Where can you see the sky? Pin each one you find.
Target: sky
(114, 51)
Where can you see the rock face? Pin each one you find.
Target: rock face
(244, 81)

────────────────────

Present every line of the entries above as a Markdown table with two columns, Row and Line. Put each line's number in Row and its text in Line, and leave out blank lines.

| Row | Line |
|---|---|
| 1 | Where can you see the sky? Pin each one you find. |
| 2 | Target: sky |
| 3 | (114, 51) |
| 4 | Where can you see the rock face? Pin each one you find. |
| 5 | Target: rock face |
| 6 | (244, 81) |